• WORK TO COMPLETE
1) In the statement on Buchanan's payroll tax vote, what rate would the House bill extend for the self-employed?
2) In the statement on Buchanan's payroll tax vote, rewrite the paragraph beginning "Last week, Buchanan supported" as a short bulleted list that keeps its main facts.

• SELECTED EXTRACT
━━━
Saying Congress should not enact major tax policy in 2-month increments, U.S. Rep. Vern Buchanan voted Tuesday for H. Res. 501 in support of a full-year payroll tax cut for working Americans. He urged congressional leaders to work together and pass the measure before the end of the year.
"Only in Washington can a 60-day tax cut be considered good for the economy," said Buchanan, a 30-year businessman and Florida's only member of the powerful Ways and Means Committee. "It's time to quit the political gamesmanship and work in a bipartisan manner to help Americans who are struggling through the worst jobs climate since the Great Depression."
ABC news has reported that a two-month patch may be unworkable. According to the policy-neutral National Payroll Reporting Consortium, a short-term fix could "create substantial problems, confusion and costs affecting a significant percentage of U.S. employers and employees."
Last week, Buchanan supported House-approved legislation to extend the payroll tax cut for one calendar year, expiring on December 31, 2012. The bill would extend the current rate of 4.2 percent for employees, and 10.4 percent for the self-employed. Also included in the House bill was a two-year provision to prevent a 27.4 percent reduction in reimbursement rates for physicians who treat senior citizens on Medicare. The Senate version would only extend reimbursement rates for two months.
"Senior citizens rely on Medicare to see their doctors," said Buchanan, who serves on the influential Health Subcommittee of Ways & Means. "If these cuts go into place, many doctors in our area have told me they would simply close their doors. A full-year extension will help ensure that their doors remain open and that our seniors continue to receive the quality health care they deserve."
In addition to voting for H.Res. 501 today, Buchanan also voted against a Democrat motion in support of the 2-month extension.
━━━
• DATASET EXTRACT
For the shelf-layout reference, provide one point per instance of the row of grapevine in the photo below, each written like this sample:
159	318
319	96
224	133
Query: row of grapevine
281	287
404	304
━━━
• ANSWERS TO THE EXERCISES
1) 10.4 percent

2)
- Last week, Buchanan supported House-approved legislation extending the payroll tax cut for one calendar year, expiring December 31, 2012.
- The bill would keep the current rate of 4.2 percent for employees and 10.4 percent for the self-employed.
- The House bill also had a two-year provision to prevent a 27.4 percent cut in reimbursement rates for physicians who treat seniors on Medicare.
- The Senate version would extend those reimbursement rates for only two months.